Tuesday, October 20th, 2009 at 10:00am by

Metal Legacies is an ongoing memorial to extreme music pioneers who kicked the proverbial bucket way too soon.

[MetalSucks contributor Corey Mitchell managed Eric Powell's band, 16volt, from 1996-1998. He asked Powell to write about his friend and bandmate, Raul Raven, for the Metal Legacies series.]

by Eric Powell

Life. It goes by too fast and comes at you too slow. When you are 14, all you want is to be 16 so you can get the keys to the car and just drive, just drive wherever — fucking freedom. It seems like those two years take forever. You count the milliseconds waiting for your ticket out of hell. Then you blink your eyes and all of a sudden you wonder what happened to your twenties, then your thirties, and it’s all a flash. Those two years you waited for the keys to a car, barely a blip. You look back at all the days and at all the scars, and mostly at the memories, now rich with texture and variance, they blur together weaving a sort of out-of-body, self propelled storyline that hopefully ends with some kind of impact.

At some point in our lives we hopefully realize that everything we do counts for something. A never ending chain of events both understated and exaggerated, and our choices link together to write a tangled, barely understandable life story. We hopefully get to a point where our experience with time develops a conscience — a self-aware state where we appreciate all that we missed and we miss all that we didn’t.

Object position labeling lines:
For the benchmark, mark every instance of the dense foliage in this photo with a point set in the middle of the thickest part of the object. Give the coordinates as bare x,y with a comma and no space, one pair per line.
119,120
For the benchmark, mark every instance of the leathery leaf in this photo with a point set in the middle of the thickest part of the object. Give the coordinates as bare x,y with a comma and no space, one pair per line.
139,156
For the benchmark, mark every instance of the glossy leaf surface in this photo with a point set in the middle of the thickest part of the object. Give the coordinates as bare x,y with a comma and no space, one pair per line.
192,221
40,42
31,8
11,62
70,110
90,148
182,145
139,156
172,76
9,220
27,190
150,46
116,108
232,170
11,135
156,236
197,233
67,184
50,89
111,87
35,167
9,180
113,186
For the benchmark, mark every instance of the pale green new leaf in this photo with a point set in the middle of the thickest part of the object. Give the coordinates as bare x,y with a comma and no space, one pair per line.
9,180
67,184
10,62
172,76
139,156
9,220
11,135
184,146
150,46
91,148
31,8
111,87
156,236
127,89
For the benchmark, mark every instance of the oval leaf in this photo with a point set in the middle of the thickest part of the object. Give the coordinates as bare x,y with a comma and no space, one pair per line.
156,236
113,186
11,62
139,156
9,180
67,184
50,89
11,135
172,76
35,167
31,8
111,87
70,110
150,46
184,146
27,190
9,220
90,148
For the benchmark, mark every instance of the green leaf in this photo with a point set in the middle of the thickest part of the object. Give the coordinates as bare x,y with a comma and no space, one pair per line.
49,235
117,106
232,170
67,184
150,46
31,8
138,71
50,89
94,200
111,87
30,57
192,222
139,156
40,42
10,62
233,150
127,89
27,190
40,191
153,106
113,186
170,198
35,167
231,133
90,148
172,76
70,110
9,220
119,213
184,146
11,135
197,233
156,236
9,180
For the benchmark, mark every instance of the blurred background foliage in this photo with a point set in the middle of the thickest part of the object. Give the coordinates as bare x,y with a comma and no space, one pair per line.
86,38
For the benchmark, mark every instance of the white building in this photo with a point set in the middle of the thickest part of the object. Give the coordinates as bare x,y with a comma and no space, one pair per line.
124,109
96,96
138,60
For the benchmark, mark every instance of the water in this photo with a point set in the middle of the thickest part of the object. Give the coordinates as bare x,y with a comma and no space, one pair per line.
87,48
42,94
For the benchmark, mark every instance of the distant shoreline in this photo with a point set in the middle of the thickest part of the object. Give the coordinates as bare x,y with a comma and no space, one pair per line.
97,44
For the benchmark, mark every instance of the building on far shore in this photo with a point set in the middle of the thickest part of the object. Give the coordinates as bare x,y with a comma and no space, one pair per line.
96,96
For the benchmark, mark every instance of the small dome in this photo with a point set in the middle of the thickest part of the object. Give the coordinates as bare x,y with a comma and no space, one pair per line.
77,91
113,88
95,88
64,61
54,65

▸ **Written task 1**: In the Metal Legacies essay, who managed Eric Powell's band 16volt from 1996 to 1998?
▸ **Written task 2**: Using the Metal Legacies essay, explain why someone at 14 wants to be 16.

▸ **Complete output 1**: Corey Mitchell, a MetalSucks contributor.

▸ **Complete output 2**: At 16 they can get the keys to the car and drive wherever they want, which the essay calls freedom. For that reason the two years of waiting seem to take forever.